> Work required: Every entry below must be retyped exactly, and the pictures must be left out.

> Records:
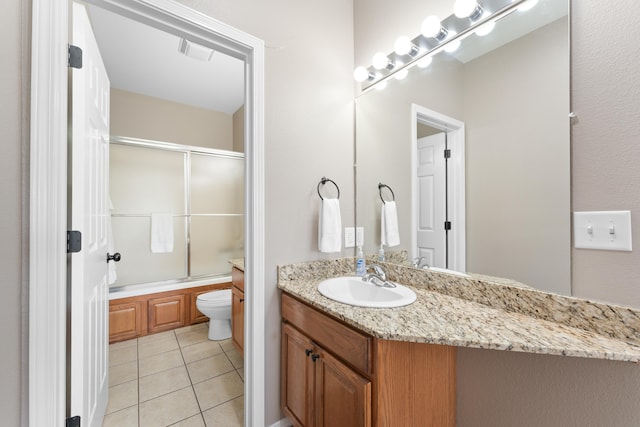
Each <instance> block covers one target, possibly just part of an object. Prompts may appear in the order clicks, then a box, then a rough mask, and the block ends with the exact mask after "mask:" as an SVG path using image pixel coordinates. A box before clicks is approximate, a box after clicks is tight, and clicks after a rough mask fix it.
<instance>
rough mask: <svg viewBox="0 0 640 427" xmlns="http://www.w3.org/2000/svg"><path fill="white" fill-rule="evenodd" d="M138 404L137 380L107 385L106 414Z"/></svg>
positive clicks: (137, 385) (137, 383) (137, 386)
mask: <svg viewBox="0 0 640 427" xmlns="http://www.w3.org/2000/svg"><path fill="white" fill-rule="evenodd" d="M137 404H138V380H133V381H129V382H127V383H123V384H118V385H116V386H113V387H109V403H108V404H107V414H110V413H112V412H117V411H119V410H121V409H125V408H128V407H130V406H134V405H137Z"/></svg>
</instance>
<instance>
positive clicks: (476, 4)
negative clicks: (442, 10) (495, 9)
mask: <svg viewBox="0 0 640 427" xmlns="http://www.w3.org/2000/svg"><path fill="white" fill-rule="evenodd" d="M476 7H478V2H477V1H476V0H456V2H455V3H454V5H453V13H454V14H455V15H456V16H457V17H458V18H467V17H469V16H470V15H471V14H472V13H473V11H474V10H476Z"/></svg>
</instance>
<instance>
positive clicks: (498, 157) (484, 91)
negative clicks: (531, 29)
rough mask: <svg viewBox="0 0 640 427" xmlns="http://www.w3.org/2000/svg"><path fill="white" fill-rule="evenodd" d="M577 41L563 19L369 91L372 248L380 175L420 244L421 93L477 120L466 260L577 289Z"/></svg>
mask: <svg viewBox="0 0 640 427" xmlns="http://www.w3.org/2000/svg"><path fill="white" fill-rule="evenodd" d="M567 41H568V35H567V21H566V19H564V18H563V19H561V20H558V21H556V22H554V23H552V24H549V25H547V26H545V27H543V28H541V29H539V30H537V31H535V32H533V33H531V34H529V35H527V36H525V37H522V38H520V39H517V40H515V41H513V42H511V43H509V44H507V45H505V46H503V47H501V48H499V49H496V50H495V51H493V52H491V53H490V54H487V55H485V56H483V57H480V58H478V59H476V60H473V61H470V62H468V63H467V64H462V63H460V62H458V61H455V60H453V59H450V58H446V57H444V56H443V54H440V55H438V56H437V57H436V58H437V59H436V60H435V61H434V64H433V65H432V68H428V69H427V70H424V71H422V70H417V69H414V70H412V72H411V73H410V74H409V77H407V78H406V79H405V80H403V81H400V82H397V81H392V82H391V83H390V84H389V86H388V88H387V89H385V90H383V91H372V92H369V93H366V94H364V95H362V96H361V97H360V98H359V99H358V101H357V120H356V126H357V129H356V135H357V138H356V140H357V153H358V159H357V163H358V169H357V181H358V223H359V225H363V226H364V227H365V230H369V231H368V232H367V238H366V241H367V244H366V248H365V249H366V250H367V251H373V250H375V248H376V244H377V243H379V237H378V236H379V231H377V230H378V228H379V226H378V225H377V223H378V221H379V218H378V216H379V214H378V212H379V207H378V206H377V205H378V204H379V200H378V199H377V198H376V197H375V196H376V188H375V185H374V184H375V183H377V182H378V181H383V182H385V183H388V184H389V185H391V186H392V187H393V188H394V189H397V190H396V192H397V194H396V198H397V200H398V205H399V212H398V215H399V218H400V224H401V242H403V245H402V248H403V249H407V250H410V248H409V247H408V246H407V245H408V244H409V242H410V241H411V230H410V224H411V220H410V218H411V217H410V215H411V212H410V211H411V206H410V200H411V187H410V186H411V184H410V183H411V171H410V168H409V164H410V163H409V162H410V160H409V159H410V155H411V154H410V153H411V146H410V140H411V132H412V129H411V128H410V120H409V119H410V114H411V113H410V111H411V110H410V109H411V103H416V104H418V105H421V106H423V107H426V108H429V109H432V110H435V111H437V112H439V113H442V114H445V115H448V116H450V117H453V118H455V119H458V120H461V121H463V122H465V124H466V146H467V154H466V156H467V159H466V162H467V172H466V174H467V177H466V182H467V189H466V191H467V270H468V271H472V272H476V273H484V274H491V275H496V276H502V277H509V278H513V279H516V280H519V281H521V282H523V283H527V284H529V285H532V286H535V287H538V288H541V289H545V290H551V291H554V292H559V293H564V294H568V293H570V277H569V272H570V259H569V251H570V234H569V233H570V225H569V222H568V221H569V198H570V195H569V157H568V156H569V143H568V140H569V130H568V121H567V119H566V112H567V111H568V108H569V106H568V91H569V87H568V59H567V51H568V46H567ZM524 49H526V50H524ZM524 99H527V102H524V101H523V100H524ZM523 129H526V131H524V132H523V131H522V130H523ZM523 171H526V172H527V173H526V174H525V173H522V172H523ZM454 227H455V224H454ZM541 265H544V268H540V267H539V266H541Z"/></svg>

> Response area:
Each <instance> block covers one target, possibly just part of an object. Prompts may appear in the order clicks, then a box, then a rough mask, and the block ends with the exact mask after "mask:" as an SVG path using image pixel coordinates. A box before clicks is approximate, a box after clicks is tight, and clicks after a rough mask fix it.
<instance>
rough mask: <svg viewBox="0 0 640 427" xmlns="http://www.w3.org/2000/svg"><path fill="white" fill-rule="evenodd" d="M138 404L137 380L107 385L106 414Z"/></svg>
positive clicks: (137, 385) (137, 383) (137, 386)
mask: <svg viewBox="0 0 640 427" xmlns="http://www.w3.org/2000/svg"><path fill="white" fill-rule="evenodd" d="M137 404H138V380H133V381H129V382H127V383H123V384H118V385H116V386H113V387H109V403H108V404H107V414H110V413H112V412H117V411H119V410H121V409H125V408H128V407H130V406H134V405H137Z"/></svg>
</instance>
<instance>
positive clicks: (476, 4)
negative clicks: (442, 10) (495, 9)
mask: <svg viewBox="0 0 640 427" xmlns="http://www.w3.org/2000/svg"><path fill="white" fill-rule="evenodd" d="M476 7H478V2H477V1H476V0H456V2H455V3H454V5H453V13H454V14H455V15H456V16H457V17H458V18H467V17H469V16H470V15H471V14H472V13H473V11H474V10H476Z"/></svg>
</instance>
<instance>
positive clicks: (498, 157) (484, 91)
negative clicks: (531, 29)
rough mask: <svg viewBox="0 0 640 427" xmlns="http://www.w3.org/2000/svg"><path fill="white" fill-rule="evenodd" d="M577 41L563 19L369 91L372 248L380 175L420 244L421 93L477 120L466 260L577 289Z"/></svg>
mask: <svg viewBox="0 0 640 427" xmlns="http://www.w3.org/2000/svg"><path fill="white" fill-rule="evenodd" d="M567 41H568V35H567V21H566V19H564V18H563V19H561V20H558V21H556V22H554V23H552V24H549V25H547V26H545V27H543V28H541V29H539V30H537V31H535V32H533V33H531V34H529V35H527V36H525V37H522V38H520V39H517V40H515V41H513V42H511V43H509V44H507V45H505V46H503V47H501V48H499V49H496V50H495V51H493V52H491V53H490V54H487V55H485V56H483V57H480V58H478V59H476V60H473V61H470V62H468V63H467V64H462V63H460V62H458V61H455V60H453V59H450V58H446V57H444V56H443V54H440V55H438V56H437V57H436V58H437V59H436V60H435V61H434V64H433V65H432V68H428V69H427V70H424V71H422V70H417V69H414V70H412V72H411V73H410V74H409V77H407V78H406V79H405V80H403V81H400V82H397V81H392V82H391V83H390V84H389V86H388V88H387V89H385V90H383V91H372V92H369V93H366V94H364V95H362V96H361V97H360V98H359V99H358V101H357V120H356V126H357V129H356V135H357V138H356V140H357V153H358V159H357V163H358V169H357V181H358V223H359V225H363V226H364V227H365V230H369V231H368V232H367V238H366V241H367V244H366V248H365V249H366V250H367V251H373V250H375V248H376V244H377V243H379V237H378V236H379V231H377V230H378V228H379V226H378V225H377V223H378V221H379V218H378V216H379V214H378V212H379V207H378V206H377V205H378V204H379V200H378V199H377V198H376V197H375V196H376V188H375V185H374V184H375V183H377V182H378V181H383V182H385V183H388V184H389V185H391V186H392V187H393V188H394V189H397V190H396V192H397V194H396V198H397V200H398V205H399V212H398V215H399V218H400V224H401V242H403V245H402V248H403V249H407V250H410V248H409V247H408V246H407V245H408V244H409V242H410V241H411V230H410V224H411V220H410V218H411V217H410V215H411V212H410V211H411V206H410V200H411V187H410V186H411V184H410V183H411V171H410V168H409V164H410V163H409V162H410V160H409V159H410V155H411V154H410V153H411V146H410V140H411V132H412V129H411V128H410V120H409V119H410V114H411V113H410V111H411V110H410V109H411V103H416V104H418V105H421V106H423V107H426V108H429V109H432V110H435V111H437V112H439V113H442V114H445V115H448V116H450V117H453V118H455V119H458V120H461V121H463V122H465V124H466V146H467V154H466V156H467V159H466V162H467V172H466V174H467V177H466V182H467V189H466V191H467V270H468V271H472V272H476V273H484V274H491V275H496V276H502V277H509V278H513V279H516V280H519V281H521V282H523V283H527V284H529V285H532V286H535V287H538V288H541V289H545V290H551V291H554V292H559V293H564V294H568V293H570V277H569V272H570V259H569V251H570V234H569V233H570V225H569V222H568V221H569V198H570V195H569V157H568V156H569V143H568V140H569V130H568V121H567V119H566V112H567V111H568V108H569V106H568V91H569V87H568V59H567V51H568V46H567ZM524 49H526V50H524ZM524 99H527V102H524V101H523V100H524ZM523 129H526V131H524V132H523V131H522V130H523ZM523 171H526V172H527V173H526V174H525V173H522V172H523ZM454 227H455V224H454ZM541 265H544V268H540V267H539V266H541Z"/></svg>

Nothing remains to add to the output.